Extract to read →
------------------------------

Thousands chant “freedom” despite Assad reform offer

DERAA, Syria, (Reuters) – President Bashar al-Assad  made a rare public pledge to look into granting Syrians greater  freedom today as anger mounted following attacks by  security forces on protesters that left at least 37 dead.
Despite the promise and the offer of large public pay rises,  thousands of Syrians turned out to chant “freedom, revolution”  in the centre of the southern city of Deraa, the focal point of  protests against 48 years of Baath Party rule.
“The Syrian people do not bow,” they also chanted around the  main Omari mosque, shortly after security forces evacuated the  building which they stormed on Wednesday.
Syrian opposition figures said the promises did not meet the  aspirations of the people and were similar to those repeated at  regular Baath Party conferences, where committees would be  formed to study reforms that then never saw the light of day.
“The leadership is trying to absorb the rage of the streets.  We want to see reform on the ground,” said a Deraa protester.
A hospital official said at least 37 people had been killed  in Deraa on Wednesday when security forces opened fire on  demonstrators inspired by uprisings across the Arab world that  have shaken authoritarian leaders.
While an aide said Assad would study a possible end to 48  years of emergency rule, a human rights group said a leading  pro-democracy activist, Mazen Darwish, had been arrested.

------------------------------

Recorded information →
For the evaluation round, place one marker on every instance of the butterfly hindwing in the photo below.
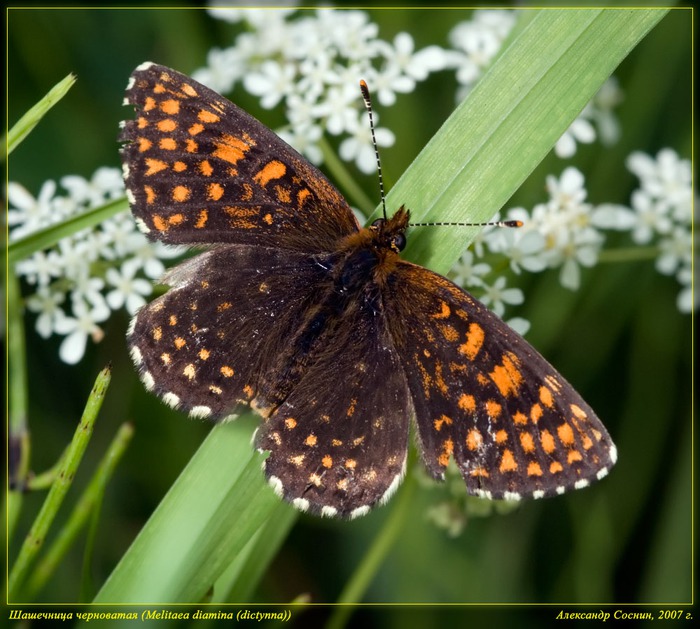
(338, 443)
(485, 397)
(205, 345)
(198, 169)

------------------------------

List of tasks →
1. From the Deraa protest report, list every source that the report says "said" something, as each is described there.
2. Copy out the passage of the Deraa protest report that begins at the words "Syrian opposition figures" and stops after "a Deraa protester.", substituting "panels" for "committees".

Answers for the exercise →
1.
- Syrian opposition figures
- a Deraa protester
- a hospital official
- an aide
- a human rights group

2.
Syrian opposition figures said the promises did not meet the  aspirations of the people and were similar to those repeated at  regular Baath Party conferences, where panels would be  formed to study reforms that then never saw the light of day.
“The leadership is trying to absorb the rage of the streets.  We want to see reform on the ground,” said a Deraa protester.